→ Written exercise a:
Answer these questions from the guide on churches and political participation, marking each answer (i), (ii), or (iii).
(i) How many tax attorneys supplied the information the guide is based on?
(ii) What policy does the IRS say it follows toward violations?
(iii) What can endorsements of candidates by houses of worship or religious leaders result in?

→ Text extract:
━━━━━━

Churches, taxes, and political participation

FREQUENTLY ASKED QUESTIONS:
A GUIDE FOR RELIGIOUS LEADERS

By
Americans United For Separation Of Church And State
518-C Street NE
Washington, DC 20002
www.au.org
americansunited@au.org

(Received April 6, 2008, posted here 4/7/080.

Religious leaders frequently have questions about the appropriate role of religion in politics and what activities houses of worship may undertake in the political process. This guide, based on information provided by two tax attorneys who are experts in non-profit law, is designed to answer some of the common questions about this subject.

Churches and other non-profit organizations that hold 501(c)(3) tax-exempt status must abide by Internal Revenue Service regulations barring any involvement in partisan politics. The blanket prohibition concerns only races for public office, not issues. Religious leaders may speak out from the pulpit or in other forums on moral and political issues. However, churches and pastors may not endorse candidates for public office or advise congregants to vote for or against certain candidates. Federal tax law in this area is quite strict, and the IRS has indicated that it follows a “zero tolerance” policy toward violations.

Q.        What types of activities are prohibited under the IRS code?

A.        Endorsements by houses of worship or religious leaders of candidates and statements of opposition to candidates are strictly forbidden and can result in revocation of a house of worship’s tax-exempt status. (However, clergy may endorse or oppose candidates as individuals in forums outside the church, or work on behalf of candidates during their personal time.)

━━━━━━

→ Records:
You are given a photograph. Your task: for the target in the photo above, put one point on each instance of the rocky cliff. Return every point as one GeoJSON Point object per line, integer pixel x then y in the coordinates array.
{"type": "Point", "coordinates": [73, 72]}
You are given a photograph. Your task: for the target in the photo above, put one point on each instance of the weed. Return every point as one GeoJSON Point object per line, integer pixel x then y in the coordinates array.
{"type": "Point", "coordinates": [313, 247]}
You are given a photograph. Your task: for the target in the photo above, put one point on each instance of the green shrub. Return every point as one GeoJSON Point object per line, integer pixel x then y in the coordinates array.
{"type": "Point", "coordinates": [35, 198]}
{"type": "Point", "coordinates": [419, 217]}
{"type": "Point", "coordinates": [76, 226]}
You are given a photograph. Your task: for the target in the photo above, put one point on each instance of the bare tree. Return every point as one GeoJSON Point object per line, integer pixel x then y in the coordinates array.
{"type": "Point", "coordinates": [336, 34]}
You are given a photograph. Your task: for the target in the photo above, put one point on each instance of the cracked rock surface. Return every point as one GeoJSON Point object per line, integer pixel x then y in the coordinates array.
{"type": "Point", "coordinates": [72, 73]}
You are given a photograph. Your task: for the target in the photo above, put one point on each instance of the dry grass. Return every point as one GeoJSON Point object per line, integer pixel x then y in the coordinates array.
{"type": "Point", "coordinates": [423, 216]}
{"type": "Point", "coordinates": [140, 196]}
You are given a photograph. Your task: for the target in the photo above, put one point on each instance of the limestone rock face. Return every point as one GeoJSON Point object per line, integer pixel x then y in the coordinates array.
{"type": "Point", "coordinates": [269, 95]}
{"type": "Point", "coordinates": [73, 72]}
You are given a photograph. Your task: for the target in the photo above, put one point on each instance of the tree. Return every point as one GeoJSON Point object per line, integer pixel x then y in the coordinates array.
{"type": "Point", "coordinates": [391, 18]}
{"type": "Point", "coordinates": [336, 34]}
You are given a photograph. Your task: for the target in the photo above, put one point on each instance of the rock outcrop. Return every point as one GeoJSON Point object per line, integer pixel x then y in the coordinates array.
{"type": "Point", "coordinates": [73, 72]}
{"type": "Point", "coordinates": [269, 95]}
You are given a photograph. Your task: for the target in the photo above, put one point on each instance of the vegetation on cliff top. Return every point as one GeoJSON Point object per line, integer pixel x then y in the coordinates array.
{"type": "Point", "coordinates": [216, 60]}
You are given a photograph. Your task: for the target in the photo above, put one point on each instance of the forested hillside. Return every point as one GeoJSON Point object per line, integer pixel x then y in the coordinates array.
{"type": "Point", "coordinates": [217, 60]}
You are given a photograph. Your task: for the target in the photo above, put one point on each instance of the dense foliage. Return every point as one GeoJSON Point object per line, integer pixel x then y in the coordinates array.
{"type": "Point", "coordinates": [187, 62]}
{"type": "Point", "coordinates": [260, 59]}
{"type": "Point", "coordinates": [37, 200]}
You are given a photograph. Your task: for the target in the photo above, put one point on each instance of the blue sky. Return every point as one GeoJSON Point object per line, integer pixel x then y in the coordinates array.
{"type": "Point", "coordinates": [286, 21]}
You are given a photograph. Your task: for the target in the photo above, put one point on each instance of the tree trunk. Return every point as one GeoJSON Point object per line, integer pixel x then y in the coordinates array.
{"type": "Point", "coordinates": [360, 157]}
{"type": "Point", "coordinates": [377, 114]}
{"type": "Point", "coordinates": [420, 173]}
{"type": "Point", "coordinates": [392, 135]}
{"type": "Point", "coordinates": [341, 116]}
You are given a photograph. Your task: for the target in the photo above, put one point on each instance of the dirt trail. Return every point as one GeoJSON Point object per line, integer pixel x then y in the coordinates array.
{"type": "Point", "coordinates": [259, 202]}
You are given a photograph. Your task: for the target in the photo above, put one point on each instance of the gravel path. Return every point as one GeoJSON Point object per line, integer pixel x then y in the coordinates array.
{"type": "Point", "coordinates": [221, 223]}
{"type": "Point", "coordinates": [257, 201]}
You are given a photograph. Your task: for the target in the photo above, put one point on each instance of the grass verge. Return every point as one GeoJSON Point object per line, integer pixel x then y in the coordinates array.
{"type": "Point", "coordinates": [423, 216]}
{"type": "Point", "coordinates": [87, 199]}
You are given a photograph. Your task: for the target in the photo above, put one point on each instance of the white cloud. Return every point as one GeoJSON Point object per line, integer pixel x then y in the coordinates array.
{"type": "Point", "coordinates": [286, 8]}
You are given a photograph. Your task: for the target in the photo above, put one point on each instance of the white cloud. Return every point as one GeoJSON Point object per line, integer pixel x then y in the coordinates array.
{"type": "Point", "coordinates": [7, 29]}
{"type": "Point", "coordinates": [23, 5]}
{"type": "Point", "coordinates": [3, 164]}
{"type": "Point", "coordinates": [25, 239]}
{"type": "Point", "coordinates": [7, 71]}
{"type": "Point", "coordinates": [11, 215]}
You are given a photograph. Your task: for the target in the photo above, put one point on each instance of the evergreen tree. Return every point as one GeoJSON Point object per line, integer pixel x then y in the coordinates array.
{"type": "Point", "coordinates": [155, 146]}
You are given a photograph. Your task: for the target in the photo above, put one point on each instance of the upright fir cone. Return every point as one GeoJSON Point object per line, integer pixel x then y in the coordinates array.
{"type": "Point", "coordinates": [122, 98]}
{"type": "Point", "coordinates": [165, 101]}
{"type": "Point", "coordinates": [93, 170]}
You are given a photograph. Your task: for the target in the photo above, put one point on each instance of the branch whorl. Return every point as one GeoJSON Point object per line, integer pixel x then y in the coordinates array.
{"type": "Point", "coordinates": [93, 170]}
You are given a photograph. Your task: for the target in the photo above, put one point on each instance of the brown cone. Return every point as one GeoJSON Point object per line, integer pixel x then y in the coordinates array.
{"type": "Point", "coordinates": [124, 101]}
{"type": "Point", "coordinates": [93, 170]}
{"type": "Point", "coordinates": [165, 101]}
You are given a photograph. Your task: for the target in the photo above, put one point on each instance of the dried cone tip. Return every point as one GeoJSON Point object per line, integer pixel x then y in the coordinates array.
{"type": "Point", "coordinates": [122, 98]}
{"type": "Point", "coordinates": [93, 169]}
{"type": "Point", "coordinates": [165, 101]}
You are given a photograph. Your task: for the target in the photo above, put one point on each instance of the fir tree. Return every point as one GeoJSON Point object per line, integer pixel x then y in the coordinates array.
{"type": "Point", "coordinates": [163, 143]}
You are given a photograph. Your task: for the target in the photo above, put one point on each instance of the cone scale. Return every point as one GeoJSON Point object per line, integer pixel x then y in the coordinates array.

━━━━━━

→ Written exercise b:
Pull out every line of the listing that contains the string "bare", treating case as significant.

→ Reply a:
(i) Two.
(ii) A "zero tolerance" policy.
(iii) Revocation of a house of worship's tax-exempt status.

→ Reply b:
You are given a photograph. Your task: for the target in the photo above, put one point on each instance of the bare tree. Return every point as one GeoJSON Point object per line, integer pixel x then y in the coordinates array.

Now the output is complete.